▶ _PROBLEMA PLANTEADO 1_
Según el documento sobre los Roy, ¿a qué ciudad se trasladan estos personajes de Shakespeare?

▶ _DOCUMENTO_
· · · ·

Si es verdad lo que se dice en los evangelios, mucho tendrá que encogerse el camello, o que ensancharse el ojo de la aguja, para que los Roy puedan entrar en el Reino de los Cielos. No tienen alma, ni escrúpulos, ni nada que se le parezca. Son tragicómicos, pero te hielan la sonrisa cuando hablan. No respetan ni a su padre ni a su madre. Y viceversa... Primero la pasta y luego el beso. Se odian con cordialidad. Son personajes de Shakespeare trasladados a Nueva York, pero personajes de los chungos, de los poco recomendables: navajeros con maletín, y corsarios con corbata. Asesinos silenciosos. Traficantes de esclavos. Sociópatas que toman vinos con Isabel Díaz Ayuso cuando pasan por Madrid. Los Roy se parten de risa cuando la presidenta hace chiribitas con los ojos. Son unos cabronazos redomados. Y la hija, Shiv, aunque esté muy buena, una cabronaza redomada... Y luego está esa otra, la de las gafas, que no es de la familia, pero que es otra arpía sin entrañas.

· · · ·

▶ _REGISTROS MOSTRADOS_
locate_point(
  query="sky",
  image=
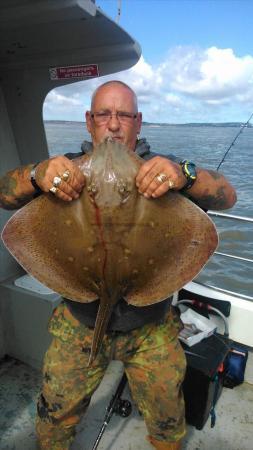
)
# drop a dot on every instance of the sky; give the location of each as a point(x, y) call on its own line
point(196, 63)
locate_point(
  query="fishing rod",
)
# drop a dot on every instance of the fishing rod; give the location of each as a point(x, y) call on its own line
point(233, 142)
point(118, 406)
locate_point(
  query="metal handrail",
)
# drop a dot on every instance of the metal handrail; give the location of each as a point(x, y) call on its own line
point(227, 255)
point(230, 216)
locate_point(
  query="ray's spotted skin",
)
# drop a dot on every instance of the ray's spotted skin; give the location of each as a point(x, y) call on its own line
point(97, 246)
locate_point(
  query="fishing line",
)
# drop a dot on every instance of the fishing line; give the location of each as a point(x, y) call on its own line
point(233, 142)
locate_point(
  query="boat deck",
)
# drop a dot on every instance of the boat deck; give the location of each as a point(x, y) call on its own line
point(19, 387)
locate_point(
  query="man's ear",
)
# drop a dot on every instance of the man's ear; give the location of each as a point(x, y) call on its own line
point(88, 121)
point(139, 122)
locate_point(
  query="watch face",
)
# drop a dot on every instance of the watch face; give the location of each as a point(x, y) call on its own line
point(190, 170)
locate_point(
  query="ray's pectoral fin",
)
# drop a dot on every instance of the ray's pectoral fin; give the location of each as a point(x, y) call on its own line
point(102, 319)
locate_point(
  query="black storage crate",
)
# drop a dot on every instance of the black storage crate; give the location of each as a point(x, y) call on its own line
point(204, 377)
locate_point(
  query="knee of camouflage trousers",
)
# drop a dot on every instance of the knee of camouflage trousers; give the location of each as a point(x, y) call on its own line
point(55, 432)
point(162, 445)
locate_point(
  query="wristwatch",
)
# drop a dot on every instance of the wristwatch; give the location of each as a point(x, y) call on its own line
point(33, 180)
point(190, 173)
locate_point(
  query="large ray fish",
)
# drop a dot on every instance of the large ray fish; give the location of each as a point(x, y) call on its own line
point(112, 241)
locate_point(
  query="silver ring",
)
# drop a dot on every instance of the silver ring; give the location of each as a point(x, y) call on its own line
point(53, 189)
point(57, 181)
point(161, 177)
point(65, 175)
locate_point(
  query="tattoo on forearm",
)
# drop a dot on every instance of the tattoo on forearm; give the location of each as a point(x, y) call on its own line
point(9, 199)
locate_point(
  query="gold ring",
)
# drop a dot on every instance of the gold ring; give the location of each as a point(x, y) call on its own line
point(161, 177)
point(57, 181)
point(53, 189)
point(65, 175)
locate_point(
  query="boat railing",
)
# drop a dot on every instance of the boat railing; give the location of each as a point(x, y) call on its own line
point(232, 217)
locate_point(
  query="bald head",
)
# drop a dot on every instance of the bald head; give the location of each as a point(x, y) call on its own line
point(114, 83)
point(112, 98)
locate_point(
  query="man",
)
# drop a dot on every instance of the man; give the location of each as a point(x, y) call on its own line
point(145, 339)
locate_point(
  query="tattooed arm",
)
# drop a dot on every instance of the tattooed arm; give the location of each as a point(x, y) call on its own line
point(211, 190)
point(16, 188)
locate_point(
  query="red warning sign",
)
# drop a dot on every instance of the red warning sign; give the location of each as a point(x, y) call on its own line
point(60, 73)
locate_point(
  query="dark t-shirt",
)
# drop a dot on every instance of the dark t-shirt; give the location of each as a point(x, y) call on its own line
point(124, 317)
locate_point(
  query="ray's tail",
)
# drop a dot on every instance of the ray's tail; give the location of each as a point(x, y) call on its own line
point(102, 319)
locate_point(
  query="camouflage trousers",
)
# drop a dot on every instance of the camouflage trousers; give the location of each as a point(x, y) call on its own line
point(154, 364)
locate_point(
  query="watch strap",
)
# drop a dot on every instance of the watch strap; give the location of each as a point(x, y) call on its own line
point(33, 180)
point(190, 178)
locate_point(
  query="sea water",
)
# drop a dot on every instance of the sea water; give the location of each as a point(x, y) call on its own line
point(205, 145)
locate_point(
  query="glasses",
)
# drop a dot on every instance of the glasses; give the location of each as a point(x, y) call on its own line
point(103, 117)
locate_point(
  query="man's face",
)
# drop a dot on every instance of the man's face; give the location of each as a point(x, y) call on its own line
point(114, 98)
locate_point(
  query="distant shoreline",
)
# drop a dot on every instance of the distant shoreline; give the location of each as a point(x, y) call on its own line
point(153, 124)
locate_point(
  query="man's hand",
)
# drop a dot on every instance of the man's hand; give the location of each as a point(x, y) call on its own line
point(67, 190)
point(211, 189)
point(158, 175)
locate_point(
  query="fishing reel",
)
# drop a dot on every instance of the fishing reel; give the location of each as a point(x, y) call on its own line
point(123, 408)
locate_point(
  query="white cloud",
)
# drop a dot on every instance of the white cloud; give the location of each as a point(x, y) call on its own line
point(191, 84)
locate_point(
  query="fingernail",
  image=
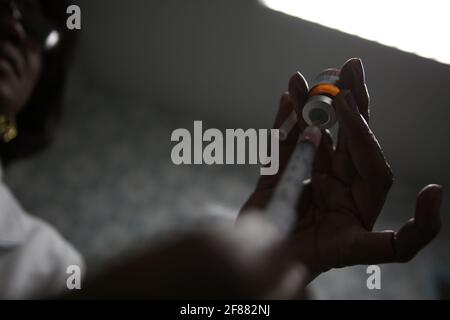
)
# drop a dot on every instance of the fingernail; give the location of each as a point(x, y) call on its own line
point(358, 70)
point(313, 135)
point(438, 192)
point(297, 88)
point(348, 97)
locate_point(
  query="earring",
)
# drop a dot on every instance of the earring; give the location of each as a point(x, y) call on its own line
point(8, 128)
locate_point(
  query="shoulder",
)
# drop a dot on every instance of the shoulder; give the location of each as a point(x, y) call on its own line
point(34, 257)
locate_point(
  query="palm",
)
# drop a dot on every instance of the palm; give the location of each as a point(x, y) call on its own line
point(349, 186)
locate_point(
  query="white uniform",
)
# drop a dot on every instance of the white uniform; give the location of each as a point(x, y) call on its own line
point(34, 257)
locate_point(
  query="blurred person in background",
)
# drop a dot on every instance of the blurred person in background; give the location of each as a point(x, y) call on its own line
point(337, 213)
point(34, 51)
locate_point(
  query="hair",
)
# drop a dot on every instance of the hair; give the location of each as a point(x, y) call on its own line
point(38, 119)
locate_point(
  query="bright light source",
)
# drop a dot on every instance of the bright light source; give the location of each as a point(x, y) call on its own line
point(416, 26)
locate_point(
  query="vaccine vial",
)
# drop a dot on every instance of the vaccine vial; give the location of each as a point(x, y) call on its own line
point(319, 109)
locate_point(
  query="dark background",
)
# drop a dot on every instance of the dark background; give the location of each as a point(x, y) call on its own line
point(146, 68)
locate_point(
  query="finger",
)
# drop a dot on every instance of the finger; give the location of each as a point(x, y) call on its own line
point(352, 77)
point(297, 95)
point(364, 149)
point(298, 91)
point(324, 157)
point(285, 147)
point(401, 246)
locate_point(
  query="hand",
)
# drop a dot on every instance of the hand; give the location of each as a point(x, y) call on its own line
point(349, 186)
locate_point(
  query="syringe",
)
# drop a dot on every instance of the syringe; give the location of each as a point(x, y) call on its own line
point(282, 209)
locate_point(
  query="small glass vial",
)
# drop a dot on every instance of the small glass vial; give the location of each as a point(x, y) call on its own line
point(319, 109)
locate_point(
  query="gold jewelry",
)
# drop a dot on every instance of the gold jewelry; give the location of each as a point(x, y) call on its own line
point(8, 128)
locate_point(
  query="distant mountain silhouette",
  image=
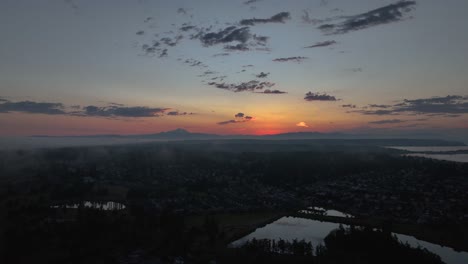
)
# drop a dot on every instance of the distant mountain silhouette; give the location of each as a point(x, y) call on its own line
point(373, 139)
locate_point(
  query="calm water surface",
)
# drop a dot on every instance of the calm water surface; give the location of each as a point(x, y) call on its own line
point(289, 228)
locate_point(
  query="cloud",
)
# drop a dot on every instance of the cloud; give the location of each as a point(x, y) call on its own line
point(384, 15)
point(182, 11)
point(278, 18)
point(263, 75)
point(296, 59)
point(379, 106)
point(348, 106)
point(387, 121)
point(32, 107)
point(319, 97)
point(322, 44)
point(177, 113)
point(119, 111)
point(302, 124)
point(196, 63)
point(238, 47)
point(243, 87)
point(249, 2)
point(227, 35)
point(444, 106)
point(111, 109)
point(238, 118)
point(268, 91)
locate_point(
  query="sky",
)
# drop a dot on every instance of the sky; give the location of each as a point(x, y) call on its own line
point(81, 67)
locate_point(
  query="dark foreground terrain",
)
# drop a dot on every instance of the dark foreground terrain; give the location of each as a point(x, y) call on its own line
point(184, 202)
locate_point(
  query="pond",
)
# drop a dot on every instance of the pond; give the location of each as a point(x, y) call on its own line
point(289, 228)
point(438, 153)
point(324, 212)
point(106, 206)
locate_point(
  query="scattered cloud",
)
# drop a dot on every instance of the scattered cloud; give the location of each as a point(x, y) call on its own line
point(177, 113)
point(119, 111)
point(387, 121)
point(238, 118)
point(295, 59)
point(251, 86)
point(383, 15)
point(322, 44)
point(32, 107)
point(249, 2)
point(263, 75)
point(268, 91)
point(227, 35)
point(111, 109)
point(302, 124)
point(319, 97)
point(449, 106)
point(278, 18)
point(348, 106)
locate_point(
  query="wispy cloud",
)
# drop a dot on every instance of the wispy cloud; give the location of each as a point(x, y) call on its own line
point(32, 107)
point(295, 59)
point(450, 106)
point(238, 118)
point(387, 121)
point(251, 86)
point(319, 97)
point(268, 91)
point(278, 18)
point(322, 44)
point(109, 110)
point(383, 15)
point(302, 124)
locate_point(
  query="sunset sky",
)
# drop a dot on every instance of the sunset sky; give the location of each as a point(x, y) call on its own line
point(80, 67)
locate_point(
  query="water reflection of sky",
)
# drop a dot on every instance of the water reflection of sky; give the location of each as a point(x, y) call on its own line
point(289, 228)
point(107, 206)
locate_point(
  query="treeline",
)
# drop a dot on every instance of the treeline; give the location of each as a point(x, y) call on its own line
point(350, 245)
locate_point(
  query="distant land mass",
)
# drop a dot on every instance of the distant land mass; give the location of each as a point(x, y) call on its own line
point(330, 138)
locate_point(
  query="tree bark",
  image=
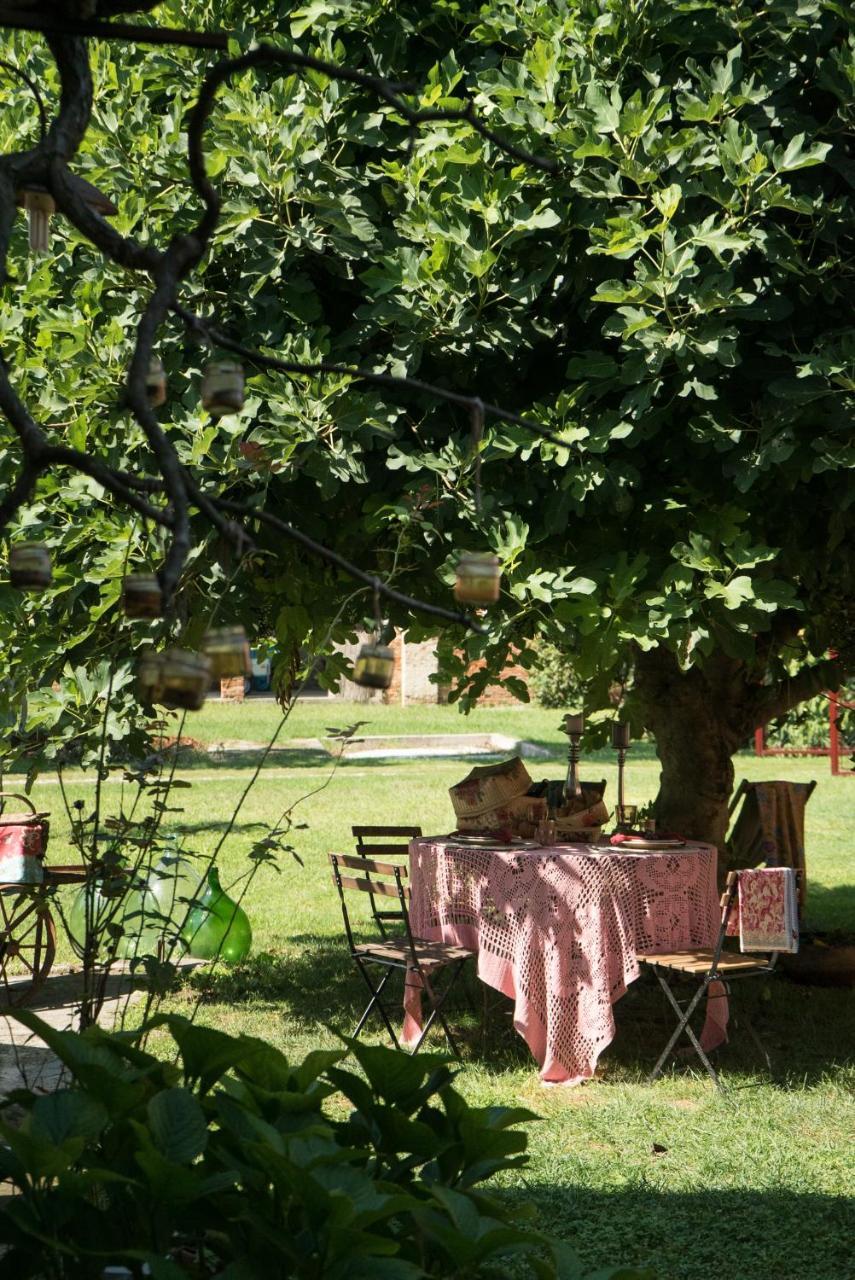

· · · ·

▶ _PROBLEMA PLANTEADO 2_
Reúne todas las líneas de los registros que contengan la cadena "bright". Distingue entre mayúsculas y minúsculas.

▶ _RESPUESTA COMPLETA 1_
A Nueva York.

▶ _RESPUESTA COMPLETA 2_
  query="bright light source",
# drop a dot on every instance of the bright light source; give the location of each as a point(x, y) call on its own line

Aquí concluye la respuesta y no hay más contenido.